• _Directions for this task_: Among the entries, find each line that includes the string "passenger" and list it.
Extracted information Start Marker
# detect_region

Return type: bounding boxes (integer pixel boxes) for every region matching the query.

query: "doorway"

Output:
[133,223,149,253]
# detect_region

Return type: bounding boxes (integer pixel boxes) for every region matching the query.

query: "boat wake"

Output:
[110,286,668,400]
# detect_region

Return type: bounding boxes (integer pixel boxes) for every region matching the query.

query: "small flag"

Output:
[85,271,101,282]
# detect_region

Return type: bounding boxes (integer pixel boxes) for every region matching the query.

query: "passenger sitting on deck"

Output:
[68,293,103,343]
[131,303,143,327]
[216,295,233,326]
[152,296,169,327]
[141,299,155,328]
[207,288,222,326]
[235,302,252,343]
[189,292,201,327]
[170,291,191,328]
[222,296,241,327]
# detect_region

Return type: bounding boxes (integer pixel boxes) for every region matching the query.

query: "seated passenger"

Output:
Extracted information End Marker
• _Written solution_:
query: "passenger sitting on deck"
query: "seated passenger"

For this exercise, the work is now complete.